-- begin DATASET --
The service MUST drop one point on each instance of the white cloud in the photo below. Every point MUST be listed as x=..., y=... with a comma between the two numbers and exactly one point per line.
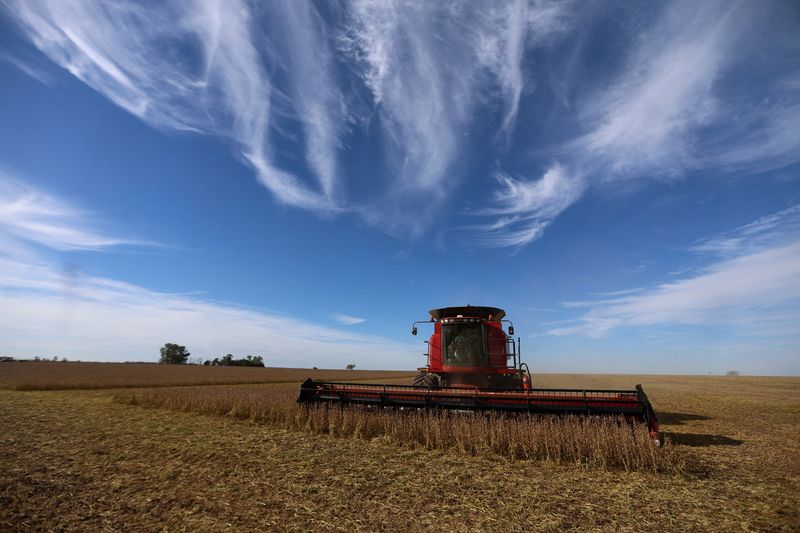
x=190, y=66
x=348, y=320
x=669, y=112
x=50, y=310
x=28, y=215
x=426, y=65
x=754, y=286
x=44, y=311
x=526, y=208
-- end DATASET --
-- begin DATASET --
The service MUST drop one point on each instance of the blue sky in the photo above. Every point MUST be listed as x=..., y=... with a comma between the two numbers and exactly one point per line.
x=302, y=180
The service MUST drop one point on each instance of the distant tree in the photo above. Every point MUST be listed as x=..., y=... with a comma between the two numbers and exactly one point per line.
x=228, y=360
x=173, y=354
-- end DATASET --
> TO DO: Copy, without any changes, every line from the one containing "of the distant" through the one containing "x=173, y=354", including both of those lines.

> CORRECT RESPONSE:
The service MUST drop one point on each instance of the distant tree in the photo above. Every point MUST be listed as x=..., y=... with a comma between the two numbers and exactly one point per line.
x=228, y=360
x=173, y=354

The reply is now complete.